# Start of Available records

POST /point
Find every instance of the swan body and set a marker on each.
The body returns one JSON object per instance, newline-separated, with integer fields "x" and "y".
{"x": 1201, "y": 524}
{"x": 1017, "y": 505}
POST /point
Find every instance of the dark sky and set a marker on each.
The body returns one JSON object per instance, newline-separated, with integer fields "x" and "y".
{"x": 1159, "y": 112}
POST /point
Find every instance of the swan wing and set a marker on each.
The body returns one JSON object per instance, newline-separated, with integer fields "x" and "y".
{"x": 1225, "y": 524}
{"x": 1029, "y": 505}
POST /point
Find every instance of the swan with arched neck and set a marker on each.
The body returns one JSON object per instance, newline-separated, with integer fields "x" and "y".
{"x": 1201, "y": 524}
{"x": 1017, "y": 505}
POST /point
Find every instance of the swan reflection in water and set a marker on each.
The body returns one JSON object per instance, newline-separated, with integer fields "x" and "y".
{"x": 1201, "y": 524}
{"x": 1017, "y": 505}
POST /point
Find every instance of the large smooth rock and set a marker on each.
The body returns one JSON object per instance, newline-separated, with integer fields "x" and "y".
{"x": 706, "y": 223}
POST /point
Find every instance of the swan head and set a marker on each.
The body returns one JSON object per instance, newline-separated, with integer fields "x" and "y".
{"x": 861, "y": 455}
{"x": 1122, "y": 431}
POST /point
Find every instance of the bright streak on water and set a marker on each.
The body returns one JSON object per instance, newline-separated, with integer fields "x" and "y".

# End of Available records

◆ Aim ◆
Show every line of the material that contains the word "swan", matching case exactly.

◆ Output for this task ◆
Find every instance of the swan body and set a marker on each.
Find every instance of the swan wing and set a marker on each.
Find every instance of the swan with arched neck and set a marker on each.
Find every instance of the swan reflection in water and set a marker on each.
Find every instance of the swan head and set a marker on each.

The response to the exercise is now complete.